** start **

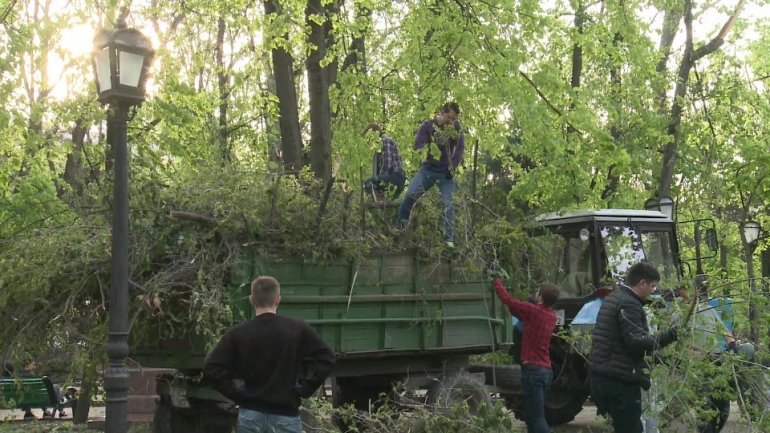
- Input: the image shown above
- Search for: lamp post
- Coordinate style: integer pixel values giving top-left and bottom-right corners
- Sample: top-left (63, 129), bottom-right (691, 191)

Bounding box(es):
top-left (92, 20), bottom-right (154, 433)
top-left (741, 221), bottom-right (762, 344)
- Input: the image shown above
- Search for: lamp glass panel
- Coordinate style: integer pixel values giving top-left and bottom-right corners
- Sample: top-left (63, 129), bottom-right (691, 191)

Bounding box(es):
top-left (118, 51), bottom-right (144, 87)
top-left (743, 221), bottom-right (759, 244)
top-left (658, 197), bottom-right (674, 219)
top-left (94, 47), bottom-right (112, 92)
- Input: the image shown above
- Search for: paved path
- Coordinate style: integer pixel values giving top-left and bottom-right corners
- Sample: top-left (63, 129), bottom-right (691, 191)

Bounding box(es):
top-left (0, 406), bottom-right (104, 422)
top-left (513, 403), bottom-right (759, 433)
top-left (0, 403), bottom-right (758, 433)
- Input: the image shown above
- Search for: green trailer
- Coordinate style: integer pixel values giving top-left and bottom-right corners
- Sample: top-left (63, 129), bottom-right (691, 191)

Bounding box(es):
top-left (138, 251), bottom-right (512, 432)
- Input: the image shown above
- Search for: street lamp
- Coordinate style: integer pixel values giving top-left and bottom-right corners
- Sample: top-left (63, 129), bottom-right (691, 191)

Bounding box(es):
top-left (743, 221), bottom-right (762, 251)
top-left (92, 15), bottom-right (154, 433)
top-left (644, 196), bottom-right (674, 220)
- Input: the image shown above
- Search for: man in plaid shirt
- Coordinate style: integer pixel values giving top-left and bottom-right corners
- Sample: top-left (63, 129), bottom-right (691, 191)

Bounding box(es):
top-left (492, 277), bottom-right (559, 433)
top-left (364, 123), bottom-right (406, 201)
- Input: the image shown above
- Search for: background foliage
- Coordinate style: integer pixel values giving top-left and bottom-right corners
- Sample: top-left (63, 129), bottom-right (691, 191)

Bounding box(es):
top-left (0, 0), bottom-right (770, 426)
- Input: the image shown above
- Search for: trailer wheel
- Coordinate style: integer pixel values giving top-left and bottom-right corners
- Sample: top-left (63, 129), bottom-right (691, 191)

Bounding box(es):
top-left (504, 388), bottom-right (588, 427)
top-left (426, 371), bottom-right (492, 414)
top-left (299, 400), bottom-right (324, 433)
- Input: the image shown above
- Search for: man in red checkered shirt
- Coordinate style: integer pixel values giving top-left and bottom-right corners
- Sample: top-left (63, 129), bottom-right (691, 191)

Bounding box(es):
top-left (493, 277), bottom-right (559, 433)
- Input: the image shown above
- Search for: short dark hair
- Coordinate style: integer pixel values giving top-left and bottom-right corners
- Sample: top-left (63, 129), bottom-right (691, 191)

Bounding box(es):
top-left (251, 275), bottom-right (281, 307)
top-left (441, 101), bottom-right (460, 116)
top-left (626, 262), bottom-right (660, 287)
top-left (540, 283), bottom-right (561, 307)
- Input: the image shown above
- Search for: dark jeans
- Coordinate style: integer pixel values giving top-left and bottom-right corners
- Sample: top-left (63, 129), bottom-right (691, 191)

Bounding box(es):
top-left (591, 373), bottom-right (644, 433)
top-left (698, 396), bottom-right (730, 433)
top-left (364, 172), bottom-right (406, 198)
top-left (237, 408), bottom-right (302, 433)
top-left (521, 364), bottom-right (553, 433)
top-left (398, 166), bottom-right (456, 242)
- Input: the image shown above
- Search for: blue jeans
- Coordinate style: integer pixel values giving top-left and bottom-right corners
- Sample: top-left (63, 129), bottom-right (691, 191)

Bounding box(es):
top-left (590, 373), bottom-right (644, 433)
top-left (398, 166), bottom-right (456, 242)
top-left (521, 364), bottom-right (553, 433)
top-left (364, 172), bottom-right (406, 198)
top-left (237, 408), bottom-right (302, 433)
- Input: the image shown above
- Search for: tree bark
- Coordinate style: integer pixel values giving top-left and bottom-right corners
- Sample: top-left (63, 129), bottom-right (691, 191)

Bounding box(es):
top-left (216, 15), bottom-right (231, 163)
top-left (305, 0), bottom-right (332, 180)
top-left (657, 0), bottom-right (745, 197)
top-left (59, 122), bottom-right (87, 197)
top-left (263, 0), bottom-right (305, 173)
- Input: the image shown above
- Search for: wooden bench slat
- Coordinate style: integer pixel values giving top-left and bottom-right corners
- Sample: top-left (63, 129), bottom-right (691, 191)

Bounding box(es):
top-left (0, 377), bottom-right (56, 408)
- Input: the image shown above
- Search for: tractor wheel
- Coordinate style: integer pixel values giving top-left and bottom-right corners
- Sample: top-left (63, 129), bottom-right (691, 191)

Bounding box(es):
top-left (504, 388), bottom-right (588, 427)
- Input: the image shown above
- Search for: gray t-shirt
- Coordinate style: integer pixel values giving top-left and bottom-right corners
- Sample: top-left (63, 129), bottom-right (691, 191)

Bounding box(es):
top-left (689, 303), bottom-right (727, 354)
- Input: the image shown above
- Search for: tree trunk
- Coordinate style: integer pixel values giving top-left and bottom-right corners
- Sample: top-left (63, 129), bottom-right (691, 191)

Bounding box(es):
top-left (59, 122), bottom-right (86, 197)
top-left (342, 4), bottom-right (372, 72)
top-left (216, 16), bottom-right (231, 163)
top-left (263, 0), bottom-right (304, 172)
top-left (305, 0), bottom-right (332, 180)
top-left (657, 0), bottom-right (745, 197)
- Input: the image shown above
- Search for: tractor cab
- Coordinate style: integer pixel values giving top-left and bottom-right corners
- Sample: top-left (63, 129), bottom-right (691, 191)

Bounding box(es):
top-left (528, 209), bottom-right (682, 325)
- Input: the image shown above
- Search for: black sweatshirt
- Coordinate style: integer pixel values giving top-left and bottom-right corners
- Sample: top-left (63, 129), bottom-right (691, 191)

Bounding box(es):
top-left (203, 313), bottom-right (335, 416)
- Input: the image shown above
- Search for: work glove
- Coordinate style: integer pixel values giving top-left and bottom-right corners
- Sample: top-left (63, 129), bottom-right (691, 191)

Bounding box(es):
top-left (658, 326), bottom-right (677, 347)
top-left (486, 260), bottom-right (508, 280)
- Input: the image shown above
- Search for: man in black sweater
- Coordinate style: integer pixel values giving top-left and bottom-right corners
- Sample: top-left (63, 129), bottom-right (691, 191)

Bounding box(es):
top-left (590, 262), bottom-right (676, 433)
top-left (203, 276), bottom-right (335, 433)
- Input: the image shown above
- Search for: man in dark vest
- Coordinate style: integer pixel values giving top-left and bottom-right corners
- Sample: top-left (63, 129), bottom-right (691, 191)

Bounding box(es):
top-left (590, 262), bottom-right (676, 433)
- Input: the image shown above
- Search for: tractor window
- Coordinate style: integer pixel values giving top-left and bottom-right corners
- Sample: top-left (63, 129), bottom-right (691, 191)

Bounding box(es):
top-left (642, 231), bottom-right (679, 289)
top-left (601, 225), bottom-right (677, 288)
top-left (532, 232), bottom-right (594, 298)
top-left (601, 225), bottom-right (645, 281)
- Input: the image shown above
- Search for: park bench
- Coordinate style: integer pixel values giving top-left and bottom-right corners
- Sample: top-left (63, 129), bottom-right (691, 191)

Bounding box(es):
top-left (0, 376), bottom-right (57, 408)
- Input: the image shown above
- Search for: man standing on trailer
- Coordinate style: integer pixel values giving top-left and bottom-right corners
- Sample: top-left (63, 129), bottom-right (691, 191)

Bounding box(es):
top-left (203, 276), bottom-right (335, 433)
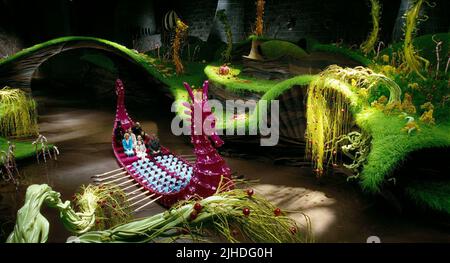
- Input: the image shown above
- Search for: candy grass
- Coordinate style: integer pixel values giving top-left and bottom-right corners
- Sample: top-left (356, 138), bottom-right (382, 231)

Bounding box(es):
top-left (204, 65), bottom-right (278, 94)
top-left (311, 43), bottom-right (373, 67)
top-left (355, 108), bottom-right (450, 193)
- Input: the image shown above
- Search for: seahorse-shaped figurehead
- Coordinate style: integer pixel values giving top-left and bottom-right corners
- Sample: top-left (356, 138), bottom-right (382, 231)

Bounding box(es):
top-left (183, 81), bottom-right (233, 196)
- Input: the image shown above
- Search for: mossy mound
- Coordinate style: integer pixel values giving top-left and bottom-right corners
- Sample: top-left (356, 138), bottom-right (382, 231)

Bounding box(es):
top-left (261, 40), bottom-right (307, 59)
top-left (380, 33), bottom-right (450, 69)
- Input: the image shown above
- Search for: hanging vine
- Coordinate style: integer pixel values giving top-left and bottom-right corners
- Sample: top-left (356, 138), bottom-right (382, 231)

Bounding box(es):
top-left (402, 0), bottom-right (433, 79)
top-left (7, 184), bottom-right (130, 243)
top-left (172, 18), bottom-right (189, 75)
top-left (0, 87), bottom-right (38, 137)
top-left (217, 9), bottom-right (233, 63)
top-left (255, 0), bottom-right (265, 36)
top-left (305, 65), bottom-right (401, 176)
top-left (360, 0), bottom-right (381, 55)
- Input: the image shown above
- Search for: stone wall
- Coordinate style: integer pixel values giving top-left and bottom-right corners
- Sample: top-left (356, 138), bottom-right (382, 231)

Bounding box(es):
top-left (175, 0), bottom-right (370, 42)
top-left (175, 0), bottom-right (217, 41)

** end **

## Work required:
Extract every line in the rows that contains the word "tractor".

## The response:
- Search for: tractor wheel
- Search for: tractor cab
- Search for: tractor window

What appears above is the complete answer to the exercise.